- Problems to solve -
• a. Please duplicate the part of the passage about the 1998 letter between "It was more" and "the unsettled surface.", inclusive.
• b. Go on with the passage about the 1998 letter, picking up after its final sentence.

+++ Provided text +++

Early in 1998, she left a clear directive: I want to be with you, but take care of your business, or I'm out.

It was more heartfelt and elegant than that of course, but I remember distinctly how they made me feel as I read her letter while overlooking the Pacific: like a matter-of-fact slap, one that was a long time coming, one that left a chilling burn. The wind cold, the sea cold, my heart a cold rock released from its cliff mooring to sink below the unsettled surface.

I stood in the same place that more than a half a year earlier I'd stood when I realized this was the place I'd live, only months later to meet the Mama on the beach in October 1997.

Then on to early '98 again and slipping below the surface, when the reality of my unfinished past life haunted us both. Separated, but not yet divorced, still tethered to a unhappy life I no longer wanted (and would still take a few years to unravel from), it was time to reconcile my life at that point, to man up and take care of business so the future Mama and me could have a happy life.

And we did; and we do. But I have always had time with happy, and I still sometimes allow myself to be released from my cliff mooring, the unforgiving gravity skewed by my misunderstanding of what manning up really means. 

In the above context it just means taking responsibility of one's life, of the things we have control over and can change for the better. When we do, it's freeing, uplifting, Zen-like, slowing the natural erosion of things to an imperceptible crawl.

+++ Entries supplied +++

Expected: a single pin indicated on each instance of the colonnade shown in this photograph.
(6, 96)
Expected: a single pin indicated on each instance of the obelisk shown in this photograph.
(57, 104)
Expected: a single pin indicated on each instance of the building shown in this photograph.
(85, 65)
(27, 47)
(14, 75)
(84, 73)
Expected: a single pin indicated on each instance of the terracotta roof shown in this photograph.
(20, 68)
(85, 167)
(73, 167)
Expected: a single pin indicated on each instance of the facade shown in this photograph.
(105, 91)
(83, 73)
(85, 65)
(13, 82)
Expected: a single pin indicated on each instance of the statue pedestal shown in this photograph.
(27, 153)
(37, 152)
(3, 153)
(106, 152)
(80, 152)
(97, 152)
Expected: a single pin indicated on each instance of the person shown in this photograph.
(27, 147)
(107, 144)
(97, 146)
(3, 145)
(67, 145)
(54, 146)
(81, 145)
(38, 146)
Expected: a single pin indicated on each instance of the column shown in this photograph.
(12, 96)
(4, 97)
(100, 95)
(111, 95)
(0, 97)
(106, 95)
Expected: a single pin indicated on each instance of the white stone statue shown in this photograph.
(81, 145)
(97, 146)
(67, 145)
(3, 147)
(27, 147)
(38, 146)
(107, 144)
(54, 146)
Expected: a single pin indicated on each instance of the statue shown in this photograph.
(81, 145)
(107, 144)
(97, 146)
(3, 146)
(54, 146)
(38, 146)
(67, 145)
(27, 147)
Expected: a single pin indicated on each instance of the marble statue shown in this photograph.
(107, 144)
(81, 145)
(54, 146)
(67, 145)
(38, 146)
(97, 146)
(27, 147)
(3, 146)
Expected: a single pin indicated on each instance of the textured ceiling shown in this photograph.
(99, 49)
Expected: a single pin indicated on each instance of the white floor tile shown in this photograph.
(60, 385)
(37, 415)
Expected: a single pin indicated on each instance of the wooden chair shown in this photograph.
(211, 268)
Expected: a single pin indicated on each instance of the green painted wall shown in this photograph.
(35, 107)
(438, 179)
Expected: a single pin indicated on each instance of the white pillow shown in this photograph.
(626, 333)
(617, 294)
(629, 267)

+++

- Expected responses -
• a.
It was more heartfelt and elegant than that of course, but I remember distinctly how they made me feel as I read her letter while overlooking the Pacific: like a matter-of-fact slap, one that was a long time coming, one that left a chilling burn. The wind cold, the sea cold, my heart a cold rock released from its cliff mooring to sink below the unsettled surface.

• b.
Then there's the context of social mores and traditional, gender-specific roles that we've grown up with. Unfortunately it's the old-fashioned "manning up" ones that I get caught up in much more so than the pragmagical Mama. We're pretty together people overall, but we're still fallible and breakdown once and a while, and I for one am haunted by self-inflicted emasculation.

Take for example when our friggin' dishwasher broke recently. At least, we thought it was broken. Water wasn't spraying inside. We had no idea why. We did have it serviced a couple of years ago and decided that now that it was almost 10 years old, we'd buy a new one. But then the Mama thought we should just have it fixed again. I still thought we should buy one. Then I thought we should get it fixed, and then she thought we should buy a new one. Then we were both on board with buying a new one, the Mama researching new ones and delivery and installation costs.

I thought that was that, but that wasn't it. The Mama watched a YouTube video about what might be wrong with the dishwasher and then proceeded to fix it. And fix it she did. It worked like a champ. Too bad I couldn't say the same for myself. 

Instead of celebrating the fact that she saved us hundreds of dollars, I got frustrated, Daddy Goat Gruff style. I gave her a hard time the whole time by suggesting we should just buy the new one, and what happens if it breaks again, and what happens if it leaks water all over the kitchen. I was basically a dick, true to my gentrified chromosomal heritage.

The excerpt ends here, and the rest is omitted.